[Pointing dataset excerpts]
• • •

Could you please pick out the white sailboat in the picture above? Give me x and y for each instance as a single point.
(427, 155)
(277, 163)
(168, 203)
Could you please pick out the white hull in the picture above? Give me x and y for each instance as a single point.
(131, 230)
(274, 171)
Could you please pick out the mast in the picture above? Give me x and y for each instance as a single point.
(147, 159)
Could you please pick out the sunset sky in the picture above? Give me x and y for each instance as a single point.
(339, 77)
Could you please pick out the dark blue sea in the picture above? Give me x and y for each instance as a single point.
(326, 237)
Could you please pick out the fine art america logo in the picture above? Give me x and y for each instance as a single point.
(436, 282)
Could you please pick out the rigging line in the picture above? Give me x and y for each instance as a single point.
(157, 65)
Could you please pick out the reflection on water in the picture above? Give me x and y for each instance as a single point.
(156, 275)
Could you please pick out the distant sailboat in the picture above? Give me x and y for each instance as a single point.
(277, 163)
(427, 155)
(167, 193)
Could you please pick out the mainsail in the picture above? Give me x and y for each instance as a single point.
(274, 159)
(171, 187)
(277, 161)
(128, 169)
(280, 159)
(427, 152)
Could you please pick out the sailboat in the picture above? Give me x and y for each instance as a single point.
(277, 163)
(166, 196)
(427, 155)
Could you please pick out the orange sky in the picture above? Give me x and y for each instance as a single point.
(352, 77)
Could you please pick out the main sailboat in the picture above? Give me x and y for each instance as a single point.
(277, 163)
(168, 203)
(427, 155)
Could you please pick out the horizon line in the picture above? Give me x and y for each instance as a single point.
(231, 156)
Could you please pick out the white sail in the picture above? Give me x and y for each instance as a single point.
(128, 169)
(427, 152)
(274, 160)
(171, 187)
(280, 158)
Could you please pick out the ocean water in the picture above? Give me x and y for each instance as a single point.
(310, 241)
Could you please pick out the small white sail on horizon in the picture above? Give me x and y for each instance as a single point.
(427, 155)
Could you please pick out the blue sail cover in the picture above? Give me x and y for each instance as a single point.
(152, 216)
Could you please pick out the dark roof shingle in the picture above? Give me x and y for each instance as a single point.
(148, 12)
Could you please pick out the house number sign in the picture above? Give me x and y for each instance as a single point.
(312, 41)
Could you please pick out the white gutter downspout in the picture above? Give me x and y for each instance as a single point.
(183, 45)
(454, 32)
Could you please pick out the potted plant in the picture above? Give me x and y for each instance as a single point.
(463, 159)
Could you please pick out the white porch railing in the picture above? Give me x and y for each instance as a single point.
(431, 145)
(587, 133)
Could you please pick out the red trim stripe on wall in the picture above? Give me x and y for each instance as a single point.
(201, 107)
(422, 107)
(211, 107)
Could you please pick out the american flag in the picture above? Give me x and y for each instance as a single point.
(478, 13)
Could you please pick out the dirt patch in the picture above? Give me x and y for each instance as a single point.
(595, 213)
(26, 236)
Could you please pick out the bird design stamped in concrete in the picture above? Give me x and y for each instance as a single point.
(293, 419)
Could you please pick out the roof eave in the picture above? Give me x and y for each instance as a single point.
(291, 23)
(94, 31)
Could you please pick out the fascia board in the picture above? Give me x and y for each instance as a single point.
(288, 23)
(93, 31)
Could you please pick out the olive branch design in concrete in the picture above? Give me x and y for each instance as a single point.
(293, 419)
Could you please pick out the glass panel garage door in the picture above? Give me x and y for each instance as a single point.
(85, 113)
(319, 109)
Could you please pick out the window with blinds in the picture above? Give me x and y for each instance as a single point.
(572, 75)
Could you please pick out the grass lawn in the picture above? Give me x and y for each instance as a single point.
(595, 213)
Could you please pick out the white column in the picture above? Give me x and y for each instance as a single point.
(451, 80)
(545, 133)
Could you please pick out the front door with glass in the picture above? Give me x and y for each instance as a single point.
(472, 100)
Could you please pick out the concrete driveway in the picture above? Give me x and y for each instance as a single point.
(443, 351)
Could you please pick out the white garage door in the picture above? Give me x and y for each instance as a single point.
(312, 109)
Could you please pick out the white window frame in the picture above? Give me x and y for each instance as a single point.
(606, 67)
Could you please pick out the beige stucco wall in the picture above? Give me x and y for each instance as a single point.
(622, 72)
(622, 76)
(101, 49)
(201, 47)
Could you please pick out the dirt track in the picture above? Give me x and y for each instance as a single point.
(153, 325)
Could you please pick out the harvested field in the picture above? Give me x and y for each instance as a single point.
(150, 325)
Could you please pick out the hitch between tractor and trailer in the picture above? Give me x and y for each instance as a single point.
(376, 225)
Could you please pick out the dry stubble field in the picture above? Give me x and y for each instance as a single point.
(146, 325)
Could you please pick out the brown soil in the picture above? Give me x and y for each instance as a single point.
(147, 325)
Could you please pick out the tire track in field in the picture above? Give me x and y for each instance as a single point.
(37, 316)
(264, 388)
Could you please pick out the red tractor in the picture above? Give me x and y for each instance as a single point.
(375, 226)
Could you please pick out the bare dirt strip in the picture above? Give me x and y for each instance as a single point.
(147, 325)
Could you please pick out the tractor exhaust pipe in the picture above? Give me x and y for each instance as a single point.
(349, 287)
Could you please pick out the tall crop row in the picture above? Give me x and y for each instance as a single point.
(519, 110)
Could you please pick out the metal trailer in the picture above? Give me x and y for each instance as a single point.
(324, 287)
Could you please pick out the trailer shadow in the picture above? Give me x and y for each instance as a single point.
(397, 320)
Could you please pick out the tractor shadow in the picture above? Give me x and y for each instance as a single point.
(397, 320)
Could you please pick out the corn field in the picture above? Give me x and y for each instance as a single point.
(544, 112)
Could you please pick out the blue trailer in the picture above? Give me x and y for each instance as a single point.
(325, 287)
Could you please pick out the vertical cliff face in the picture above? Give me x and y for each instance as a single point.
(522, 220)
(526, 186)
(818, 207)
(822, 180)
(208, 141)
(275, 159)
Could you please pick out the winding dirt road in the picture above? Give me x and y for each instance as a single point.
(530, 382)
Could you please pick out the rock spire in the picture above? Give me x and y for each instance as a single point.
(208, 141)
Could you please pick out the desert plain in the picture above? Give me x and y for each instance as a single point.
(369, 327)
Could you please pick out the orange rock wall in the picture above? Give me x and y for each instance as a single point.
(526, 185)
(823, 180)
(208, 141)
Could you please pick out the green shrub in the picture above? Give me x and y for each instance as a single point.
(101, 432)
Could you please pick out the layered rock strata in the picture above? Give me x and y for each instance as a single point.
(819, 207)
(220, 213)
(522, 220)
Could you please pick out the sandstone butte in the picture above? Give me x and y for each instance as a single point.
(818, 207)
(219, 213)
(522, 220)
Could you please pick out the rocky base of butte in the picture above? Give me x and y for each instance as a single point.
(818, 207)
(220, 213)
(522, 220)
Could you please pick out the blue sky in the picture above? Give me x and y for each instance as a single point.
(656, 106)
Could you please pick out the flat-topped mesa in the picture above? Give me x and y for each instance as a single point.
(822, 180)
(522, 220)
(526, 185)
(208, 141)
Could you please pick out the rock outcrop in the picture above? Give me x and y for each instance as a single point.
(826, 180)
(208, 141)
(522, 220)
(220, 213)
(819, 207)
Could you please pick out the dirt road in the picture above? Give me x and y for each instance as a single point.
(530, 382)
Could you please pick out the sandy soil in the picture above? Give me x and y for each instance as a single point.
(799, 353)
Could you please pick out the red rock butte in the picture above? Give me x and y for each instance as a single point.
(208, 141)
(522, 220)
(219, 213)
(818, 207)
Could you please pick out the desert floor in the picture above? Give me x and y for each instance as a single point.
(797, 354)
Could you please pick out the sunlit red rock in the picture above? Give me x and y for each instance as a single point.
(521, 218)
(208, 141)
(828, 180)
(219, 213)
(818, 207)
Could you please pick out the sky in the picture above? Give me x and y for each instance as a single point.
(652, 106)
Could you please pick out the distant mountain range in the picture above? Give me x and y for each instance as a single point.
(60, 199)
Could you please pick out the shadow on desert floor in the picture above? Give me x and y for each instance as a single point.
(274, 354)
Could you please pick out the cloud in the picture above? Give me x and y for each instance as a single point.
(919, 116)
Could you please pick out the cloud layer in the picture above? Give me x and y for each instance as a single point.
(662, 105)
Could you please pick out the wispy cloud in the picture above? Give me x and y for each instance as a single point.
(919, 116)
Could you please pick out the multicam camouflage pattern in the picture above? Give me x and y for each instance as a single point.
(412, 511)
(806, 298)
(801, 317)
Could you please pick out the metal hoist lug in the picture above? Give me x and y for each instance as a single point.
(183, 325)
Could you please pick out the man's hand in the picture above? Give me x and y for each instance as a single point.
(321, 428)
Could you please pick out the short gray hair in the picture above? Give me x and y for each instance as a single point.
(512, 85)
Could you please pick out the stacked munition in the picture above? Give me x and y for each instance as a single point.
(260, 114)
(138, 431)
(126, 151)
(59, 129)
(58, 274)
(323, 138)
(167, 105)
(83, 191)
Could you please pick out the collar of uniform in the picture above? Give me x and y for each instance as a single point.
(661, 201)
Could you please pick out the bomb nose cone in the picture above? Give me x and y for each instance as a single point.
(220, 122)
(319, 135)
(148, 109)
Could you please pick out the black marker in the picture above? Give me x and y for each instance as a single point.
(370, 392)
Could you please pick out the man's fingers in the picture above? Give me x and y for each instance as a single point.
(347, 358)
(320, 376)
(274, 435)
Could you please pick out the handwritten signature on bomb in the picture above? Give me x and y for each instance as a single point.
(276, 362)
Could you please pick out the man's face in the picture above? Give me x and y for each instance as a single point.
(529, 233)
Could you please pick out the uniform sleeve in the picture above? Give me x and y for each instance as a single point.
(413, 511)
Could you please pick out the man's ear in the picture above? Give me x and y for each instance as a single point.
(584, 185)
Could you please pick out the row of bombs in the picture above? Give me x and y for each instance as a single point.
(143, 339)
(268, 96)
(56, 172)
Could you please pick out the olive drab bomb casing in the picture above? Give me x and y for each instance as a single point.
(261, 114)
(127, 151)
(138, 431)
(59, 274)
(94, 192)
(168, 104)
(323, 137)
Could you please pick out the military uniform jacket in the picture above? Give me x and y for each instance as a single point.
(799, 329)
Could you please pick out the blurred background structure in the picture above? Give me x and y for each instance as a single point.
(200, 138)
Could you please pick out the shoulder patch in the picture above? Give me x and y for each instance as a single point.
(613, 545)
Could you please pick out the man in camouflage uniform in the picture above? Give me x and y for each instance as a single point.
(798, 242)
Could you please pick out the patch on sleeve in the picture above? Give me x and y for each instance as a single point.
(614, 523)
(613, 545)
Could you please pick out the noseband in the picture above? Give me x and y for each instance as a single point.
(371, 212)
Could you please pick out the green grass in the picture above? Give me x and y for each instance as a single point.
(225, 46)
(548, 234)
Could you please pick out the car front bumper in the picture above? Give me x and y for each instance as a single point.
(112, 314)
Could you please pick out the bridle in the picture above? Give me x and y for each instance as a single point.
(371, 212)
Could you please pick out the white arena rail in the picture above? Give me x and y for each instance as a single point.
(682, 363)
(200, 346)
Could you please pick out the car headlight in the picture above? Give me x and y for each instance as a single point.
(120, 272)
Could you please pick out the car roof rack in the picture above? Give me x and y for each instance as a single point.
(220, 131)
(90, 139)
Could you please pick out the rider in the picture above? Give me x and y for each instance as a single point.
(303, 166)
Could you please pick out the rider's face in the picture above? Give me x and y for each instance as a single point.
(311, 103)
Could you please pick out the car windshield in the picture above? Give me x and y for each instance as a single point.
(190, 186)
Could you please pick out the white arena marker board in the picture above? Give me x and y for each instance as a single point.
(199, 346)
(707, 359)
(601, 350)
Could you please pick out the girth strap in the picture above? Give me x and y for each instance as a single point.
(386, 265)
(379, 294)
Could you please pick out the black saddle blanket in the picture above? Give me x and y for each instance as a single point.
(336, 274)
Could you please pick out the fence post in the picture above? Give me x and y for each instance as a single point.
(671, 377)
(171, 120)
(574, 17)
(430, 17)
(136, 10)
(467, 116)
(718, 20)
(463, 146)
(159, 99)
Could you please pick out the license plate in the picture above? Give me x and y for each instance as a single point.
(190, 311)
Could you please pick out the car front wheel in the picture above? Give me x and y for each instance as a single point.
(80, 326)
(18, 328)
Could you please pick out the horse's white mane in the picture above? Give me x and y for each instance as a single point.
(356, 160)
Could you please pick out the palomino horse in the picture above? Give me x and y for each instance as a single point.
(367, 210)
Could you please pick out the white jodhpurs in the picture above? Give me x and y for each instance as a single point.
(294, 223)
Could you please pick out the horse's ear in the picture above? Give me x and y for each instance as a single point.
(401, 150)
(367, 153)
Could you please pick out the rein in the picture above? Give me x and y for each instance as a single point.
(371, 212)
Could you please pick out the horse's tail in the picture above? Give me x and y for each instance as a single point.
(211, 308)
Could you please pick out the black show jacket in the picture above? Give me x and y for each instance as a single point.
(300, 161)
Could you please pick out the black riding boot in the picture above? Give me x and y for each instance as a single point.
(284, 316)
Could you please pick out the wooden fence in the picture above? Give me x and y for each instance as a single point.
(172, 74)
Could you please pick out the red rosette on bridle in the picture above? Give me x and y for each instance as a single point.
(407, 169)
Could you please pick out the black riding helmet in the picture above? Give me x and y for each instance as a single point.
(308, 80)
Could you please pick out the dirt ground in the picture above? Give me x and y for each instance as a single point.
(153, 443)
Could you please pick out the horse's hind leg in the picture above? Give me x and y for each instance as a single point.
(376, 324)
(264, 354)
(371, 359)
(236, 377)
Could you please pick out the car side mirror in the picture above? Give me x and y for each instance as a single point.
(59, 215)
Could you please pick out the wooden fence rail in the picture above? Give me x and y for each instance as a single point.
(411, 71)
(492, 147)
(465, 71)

• • •

*The problem*
Take the line that contains "Could you please pick out the red rosette" and each line after it down to the last of the records, and retype them exactly; add nothing else.

*Exercise answer*
Could you please pick out the red rosette on bridle in the picture above? Give me x and y for each instance as a single point.
(407, 169)
Could you please pick out the black riding helmet in the picture above? Give me x and y for each instance as a single point.
(308, 80)
Could you please pick out the dirt ground in the picture above? Give me x and y for each instance as a single point.
(153, 443)
Could you please pick out the horse's hind leg in the picture above? Give me x and y for each instance as a single point.
(376, 324)
(264, 354)
(371, 359)
(236, 377)
Could you please pick out the car side mirror in the picture above? Give me x and y for each instance as a single point.
(59, 215)
Could you please pick out the wooden fence rail in the picture above? Give me x and y for each instance as a single point.
(411, 71)
(492, 147)
(465, 71)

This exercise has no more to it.